§ **GOAL OF THE EXERCISE**: Copy exactly the run of lines that begins at the line with "Target: truck side mirror" and ends at the final line of the entries.
□ □ □ □ □ □ □
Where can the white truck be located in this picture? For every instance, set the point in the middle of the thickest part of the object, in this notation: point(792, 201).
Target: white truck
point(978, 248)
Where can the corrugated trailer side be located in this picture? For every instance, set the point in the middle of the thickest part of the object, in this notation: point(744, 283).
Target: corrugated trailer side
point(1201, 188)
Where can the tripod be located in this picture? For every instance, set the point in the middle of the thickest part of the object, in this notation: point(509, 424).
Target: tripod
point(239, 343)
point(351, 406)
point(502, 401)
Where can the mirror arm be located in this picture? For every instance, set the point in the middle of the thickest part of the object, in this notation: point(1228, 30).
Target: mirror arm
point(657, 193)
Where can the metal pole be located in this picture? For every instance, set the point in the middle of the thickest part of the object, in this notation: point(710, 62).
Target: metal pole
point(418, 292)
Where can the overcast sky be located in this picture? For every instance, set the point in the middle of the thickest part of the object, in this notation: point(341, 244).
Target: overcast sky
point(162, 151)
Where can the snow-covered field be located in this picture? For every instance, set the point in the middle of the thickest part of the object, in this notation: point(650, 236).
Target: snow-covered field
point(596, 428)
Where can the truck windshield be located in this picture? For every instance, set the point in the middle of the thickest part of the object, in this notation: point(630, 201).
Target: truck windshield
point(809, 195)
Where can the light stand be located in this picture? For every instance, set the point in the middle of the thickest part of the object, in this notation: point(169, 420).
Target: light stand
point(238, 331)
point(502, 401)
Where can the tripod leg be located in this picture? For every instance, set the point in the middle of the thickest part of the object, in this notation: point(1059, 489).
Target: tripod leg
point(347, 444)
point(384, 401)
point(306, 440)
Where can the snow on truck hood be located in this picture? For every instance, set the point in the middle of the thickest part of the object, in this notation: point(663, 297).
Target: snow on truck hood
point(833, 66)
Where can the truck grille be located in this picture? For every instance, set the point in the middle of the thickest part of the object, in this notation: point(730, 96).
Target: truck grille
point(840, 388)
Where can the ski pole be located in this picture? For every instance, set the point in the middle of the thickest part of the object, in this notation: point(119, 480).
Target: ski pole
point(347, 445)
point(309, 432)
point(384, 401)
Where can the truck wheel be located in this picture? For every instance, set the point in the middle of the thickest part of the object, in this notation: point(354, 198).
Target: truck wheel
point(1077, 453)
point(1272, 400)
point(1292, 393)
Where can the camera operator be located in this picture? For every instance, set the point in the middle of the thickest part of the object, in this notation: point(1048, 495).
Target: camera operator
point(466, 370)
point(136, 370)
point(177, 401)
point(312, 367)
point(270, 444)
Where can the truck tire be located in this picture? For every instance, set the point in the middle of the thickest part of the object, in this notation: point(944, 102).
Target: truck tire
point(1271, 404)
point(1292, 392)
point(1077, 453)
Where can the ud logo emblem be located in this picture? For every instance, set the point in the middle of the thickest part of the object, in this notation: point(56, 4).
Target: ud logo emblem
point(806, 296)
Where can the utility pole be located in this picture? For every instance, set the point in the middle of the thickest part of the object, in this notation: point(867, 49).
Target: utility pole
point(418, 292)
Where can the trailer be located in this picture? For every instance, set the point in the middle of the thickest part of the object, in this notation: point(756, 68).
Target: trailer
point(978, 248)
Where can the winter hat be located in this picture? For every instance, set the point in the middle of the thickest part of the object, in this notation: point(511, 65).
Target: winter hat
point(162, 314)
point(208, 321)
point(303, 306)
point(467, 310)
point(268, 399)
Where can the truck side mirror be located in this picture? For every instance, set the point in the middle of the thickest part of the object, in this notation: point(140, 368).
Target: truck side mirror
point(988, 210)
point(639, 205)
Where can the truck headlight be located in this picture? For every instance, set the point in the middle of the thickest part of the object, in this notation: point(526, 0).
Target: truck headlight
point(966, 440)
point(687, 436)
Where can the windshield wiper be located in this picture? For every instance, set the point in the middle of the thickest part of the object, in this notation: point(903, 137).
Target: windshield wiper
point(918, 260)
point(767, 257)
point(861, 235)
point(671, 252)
□ □ □ □ □ □ □
§ **RESULT OF THIS EXERCISE**:
Target: truck side mirror
point(988, 210)
point(639, 205)
Where can the truck headlight be located in this picture? For every instance, set the point in the middle of the thickest part of the object, in this notation: point(526, 0).
Target: truck headlight
point(966, 440)
point(687, 436)
Where can the windshield wiper be located in this picture? For every instance, set the point in the middle of the thickest part of the object, in this notation: point(903, 137).
Target: windshield wiper
point(918, 260)
point(767, 257)
point(861, 235)
point(671, 252)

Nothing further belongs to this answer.